Passage provided:
A very detailed article by the great Bill Barnwell. Here are the excerpts

 

101. The Panthers' defense

It's tough to swallow when you lose the Super Bowl by 14 points, but the Carolina defense has a lot to be proud of after delivering an exceptional effort Sunday night. While the offense misfired, made ugly mistakes, and left the defense in poor positions, Sean McDermott's unit did everything it could to keep the Panthers in the game. The Panthers didn't collapse until late in the fourth quarter, when a Cam Newton fumble gave the Broncos the ball on the 4-yard line and set Denver up for a game-sealing touchdown.

81. Cam Newton

This is the same Newton who clearly played through injuries behind a porous offensive line last year for a Panthers team that was falling rapidly out of playoff contention, the one who rushed back from a car accident to suit up for a 5-8-1 team. The one who screwed up his Florida career so badly that he had to transfer to a junior college before working his way back into becoming the first overall pick. Does anybody really think that a veteran team with Thomas Davis -- who suited up with an arm that looked like a football yesterday -- would get behind a quarterback and treat him like an unquestioned leader if he was a fraud? The idea that Newton is soft or unable to overcome adversity is unsupported by his entire career up to that one play.

60. Peyton Manning

You know what, though? If anybody ever deserves to have a playoff game in which he is carried to a victory by his teammates, as Football Outsiders noted, it's Peyton Manning. Peyton had shockingly little support from his teammates in the playoffs early in his career (http://www.footballperspective.com/guest-post-brady-vs-manning-and-playoff-support/, when the labels which would become unfairly associated with his playoff performance began to take shape. He's still the greatest quarterback in NFL history, and now he has a second ring to cement his legacy as such.

Given entries:

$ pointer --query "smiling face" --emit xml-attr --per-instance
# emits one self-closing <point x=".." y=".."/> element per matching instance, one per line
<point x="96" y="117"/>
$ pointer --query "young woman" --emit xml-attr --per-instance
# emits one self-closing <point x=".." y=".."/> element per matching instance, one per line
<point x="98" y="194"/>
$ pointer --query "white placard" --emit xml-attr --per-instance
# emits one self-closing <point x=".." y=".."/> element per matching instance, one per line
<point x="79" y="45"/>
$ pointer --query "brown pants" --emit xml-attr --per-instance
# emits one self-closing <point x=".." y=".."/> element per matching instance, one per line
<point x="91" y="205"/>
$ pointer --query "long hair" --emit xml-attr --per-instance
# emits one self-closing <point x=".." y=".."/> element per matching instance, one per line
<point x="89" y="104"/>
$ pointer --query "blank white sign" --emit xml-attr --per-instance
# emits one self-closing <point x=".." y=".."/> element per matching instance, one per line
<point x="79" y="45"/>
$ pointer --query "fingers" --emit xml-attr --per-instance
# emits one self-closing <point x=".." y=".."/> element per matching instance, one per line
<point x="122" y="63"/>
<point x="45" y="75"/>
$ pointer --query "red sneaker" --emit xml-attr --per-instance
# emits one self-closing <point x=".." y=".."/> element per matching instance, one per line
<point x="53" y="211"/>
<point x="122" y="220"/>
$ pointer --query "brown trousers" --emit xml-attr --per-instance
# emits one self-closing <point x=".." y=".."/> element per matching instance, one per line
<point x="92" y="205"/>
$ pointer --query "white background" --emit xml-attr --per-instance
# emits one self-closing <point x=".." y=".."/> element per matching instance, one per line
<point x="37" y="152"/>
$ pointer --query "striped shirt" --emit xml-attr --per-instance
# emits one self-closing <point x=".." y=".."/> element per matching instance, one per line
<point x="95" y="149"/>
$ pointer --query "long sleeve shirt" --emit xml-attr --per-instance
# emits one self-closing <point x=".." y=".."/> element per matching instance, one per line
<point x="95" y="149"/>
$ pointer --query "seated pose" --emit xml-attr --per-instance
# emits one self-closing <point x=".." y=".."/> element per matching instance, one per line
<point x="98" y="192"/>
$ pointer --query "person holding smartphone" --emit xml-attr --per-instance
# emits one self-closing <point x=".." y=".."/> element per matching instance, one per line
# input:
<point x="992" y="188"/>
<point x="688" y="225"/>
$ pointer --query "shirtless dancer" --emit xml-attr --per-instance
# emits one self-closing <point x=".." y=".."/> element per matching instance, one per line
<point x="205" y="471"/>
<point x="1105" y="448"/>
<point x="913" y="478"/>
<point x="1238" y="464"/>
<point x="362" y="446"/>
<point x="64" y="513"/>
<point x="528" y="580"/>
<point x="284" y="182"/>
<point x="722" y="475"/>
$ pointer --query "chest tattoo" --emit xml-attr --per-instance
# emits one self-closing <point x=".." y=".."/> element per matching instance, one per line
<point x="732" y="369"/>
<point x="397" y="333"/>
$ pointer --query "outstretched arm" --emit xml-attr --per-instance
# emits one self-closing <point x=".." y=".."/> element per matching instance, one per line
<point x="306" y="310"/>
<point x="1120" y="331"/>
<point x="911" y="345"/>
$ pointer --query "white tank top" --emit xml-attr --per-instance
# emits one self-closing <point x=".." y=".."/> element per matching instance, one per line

Things to do:
[A] Translate this sentence from the football article into Spanish: "He's still the greatest quarterback in NFL history, and now he has a second ring to cement his legacy as such."
[B] List each line of the entries that contains the string "long".
The football article and the entries have nothing to do with each other.

Task results:
[A] Sigue siendo el mejor mariscal de campo de la historia de la NFL, y ahora tiene un segundo anillo para consolidar su legado como tal.

[B]
$ pointer --query "long hair" --emit xml-attr --per-instance
$ pointer --query "long sleeve shirt" --emit xml-attr --per-instance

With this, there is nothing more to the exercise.